Task instructions
- 1) According to the text on self-managed super funds, roughly how many new funds are set up each year?
- 2) The text on self-managed super funds names four Cs. List them.
- 3) Continue the text on self-managed super funds past its final sentence.

-- Start Document extract --

Self-managed super funds, or SMSFs, are often viewed as one of the best ways to take control of investing for your retirement.
There can be opportunities to potentially generate a better return at a lower cost and invest in a wider range of assets than a retail or industry fund. Around 30,000 new funds are established each year.
Arguments against SMSFs are often based on the complexity in meeting compliance obligations, the costs involved and a lack of investor skills to manage investments on your own. Early in 2017, CommBank’s SMSF team commissioned research (https://www.commbank.com.au/personal/superannuation/smsf/smsfreport.html) to discover what support SMSF trustees required in running a fund.
The Four Cs - Complexity, Compliance, Costs, Capability
Running an SMSF is complex by definition - you are taking charge of your retirement future. The rules, structures and decisions are going to be more complex than handing over everything to an APRA regulated super fund and that’s one reason an SMSF is not for everyone. For those that thrive on that sort of challenge, running your own SMSF can be very rewarding.
In considering whether an SMSF is right for you, it is worth considering both your life stage and the common SMSF investor profiles. SMSFs cover a vast range of life stages and experience, from those starting out, to those well into the accumulation phase (post mortgage and children’s education) and those either entering or well into their retirement. Depending on your circumstances it is important to ask yourself: “Do you have the time and capacity to focus on the management of your fund?”

-- End Document extract --
-- Start Recorded information --

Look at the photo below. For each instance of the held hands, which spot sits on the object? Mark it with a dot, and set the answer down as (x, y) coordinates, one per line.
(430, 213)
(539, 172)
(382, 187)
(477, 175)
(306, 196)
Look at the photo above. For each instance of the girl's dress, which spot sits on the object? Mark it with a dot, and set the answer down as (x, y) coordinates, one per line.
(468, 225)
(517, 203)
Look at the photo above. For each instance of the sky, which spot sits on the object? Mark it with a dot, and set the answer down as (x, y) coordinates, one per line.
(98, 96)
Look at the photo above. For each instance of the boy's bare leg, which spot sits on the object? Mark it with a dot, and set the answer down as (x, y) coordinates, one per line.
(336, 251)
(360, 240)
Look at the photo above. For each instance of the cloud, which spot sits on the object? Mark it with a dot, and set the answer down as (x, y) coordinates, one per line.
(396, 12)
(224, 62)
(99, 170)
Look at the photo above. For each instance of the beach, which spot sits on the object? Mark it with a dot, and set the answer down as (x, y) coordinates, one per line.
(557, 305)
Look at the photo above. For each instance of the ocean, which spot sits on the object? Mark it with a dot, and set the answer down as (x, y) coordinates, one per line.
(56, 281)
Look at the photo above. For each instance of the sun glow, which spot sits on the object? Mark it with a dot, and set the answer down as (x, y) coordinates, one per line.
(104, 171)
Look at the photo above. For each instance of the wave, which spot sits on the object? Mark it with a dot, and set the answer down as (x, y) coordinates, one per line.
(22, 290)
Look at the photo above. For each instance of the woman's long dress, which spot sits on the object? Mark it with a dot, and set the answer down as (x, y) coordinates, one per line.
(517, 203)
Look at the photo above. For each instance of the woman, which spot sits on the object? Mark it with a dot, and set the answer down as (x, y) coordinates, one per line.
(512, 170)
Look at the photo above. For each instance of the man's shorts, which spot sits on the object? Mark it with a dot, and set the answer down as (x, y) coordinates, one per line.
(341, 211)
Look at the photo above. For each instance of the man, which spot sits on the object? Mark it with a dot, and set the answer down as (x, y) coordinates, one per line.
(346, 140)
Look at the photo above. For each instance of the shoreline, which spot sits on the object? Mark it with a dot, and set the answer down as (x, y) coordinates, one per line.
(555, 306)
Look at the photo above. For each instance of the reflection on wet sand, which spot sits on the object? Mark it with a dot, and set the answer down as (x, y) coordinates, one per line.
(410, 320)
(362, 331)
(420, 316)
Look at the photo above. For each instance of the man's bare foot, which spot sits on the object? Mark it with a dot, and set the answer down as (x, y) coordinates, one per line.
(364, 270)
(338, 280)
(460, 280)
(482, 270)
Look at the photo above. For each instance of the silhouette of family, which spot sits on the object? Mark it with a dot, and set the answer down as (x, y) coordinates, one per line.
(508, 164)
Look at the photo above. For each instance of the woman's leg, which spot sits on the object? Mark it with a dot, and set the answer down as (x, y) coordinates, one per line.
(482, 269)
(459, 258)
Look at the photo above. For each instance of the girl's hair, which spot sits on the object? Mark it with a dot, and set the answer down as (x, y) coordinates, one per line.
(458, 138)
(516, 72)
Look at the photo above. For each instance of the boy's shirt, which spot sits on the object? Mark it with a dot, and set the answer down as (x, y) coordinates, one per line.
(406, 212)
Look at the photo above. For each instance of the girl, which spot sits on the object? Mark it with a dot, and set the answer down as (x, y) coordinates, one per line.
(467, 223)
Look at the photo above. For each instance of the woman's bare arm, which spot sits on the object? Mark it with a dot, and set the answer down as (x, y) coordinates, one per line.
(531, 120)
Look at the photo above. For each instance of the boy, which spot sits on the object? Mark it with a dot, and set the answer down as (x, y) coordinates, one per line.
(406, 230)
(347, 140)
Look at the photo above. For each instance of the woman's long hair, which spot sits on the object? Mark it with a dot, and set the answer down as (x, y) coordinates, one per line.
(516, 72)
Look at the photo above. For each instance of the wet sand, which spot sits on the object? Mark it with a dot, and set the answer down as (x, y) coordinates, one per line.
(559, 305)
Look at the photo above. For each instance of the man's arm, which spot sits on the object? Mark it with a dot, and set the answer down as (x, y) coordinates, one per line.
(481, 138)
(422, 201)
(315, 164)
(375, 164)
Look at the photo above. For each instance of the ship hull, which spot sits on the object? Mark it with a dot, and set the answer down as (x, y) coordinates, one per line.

-- End Recorded information --

Answers
- 1) Around 30,000

- 2) Complexity, Compliance, Costs, Capability

- 3)
Your investor profile will influence the advice you need, how you administer your fund, the investments you make and the cost of running your fund.
What style of investor are you?
Our research identified four distinct styles:
- The Outsourcer - looking for the one-stop shop; do it for me
- The Coach Seeker - a growing segment looking for advice, featuring a younger demographic, including more women
- The Controller - they like doing it for themselves and seek information to support their decisions, often business owners and showing the highest income of all the segments
- The Self Directed - the traditional profile characterised as older, male and often either business owners or ex-business owners
Understanding the law and compliance requirements of running an SMSF can be a challenge, although getting good advice from qualified people can help. This challenge increases when there are major changes to the law, such as changes which occurred occurred 1 July 2017 (1).
This is particularly the case where changes can have unforeseen effects. For example, the introduction of the Transfer Balance Cap (TBC) (2) had a consequential impact on estate planning, an already complex area, and Transition to Retirement (TRIS) (3) plans.
According to the ATO (4) , for the year ended 30 June 2016, 2% of SMSFs were issued with auditor contravention reports (ACRs). The following four types of contraventions make up nearly 70% of all ACRs both by number and value of assets;
1. Loans to members / providing financial assistance to related parties
2. In-house assets
3. Separation of assets
4. General administrative contraventions
The top three cover areas that should be well-known to SMSF trustees and are often avoidable with appropriate advice. The ATO has said that its oversight of the SMSF sector is increasing. It has a watch-list of tax schemes and arrangements, several of which it believes are clear attempts to circumvent or lessen the impact of the new superannuation rules, including the transfer balance cap.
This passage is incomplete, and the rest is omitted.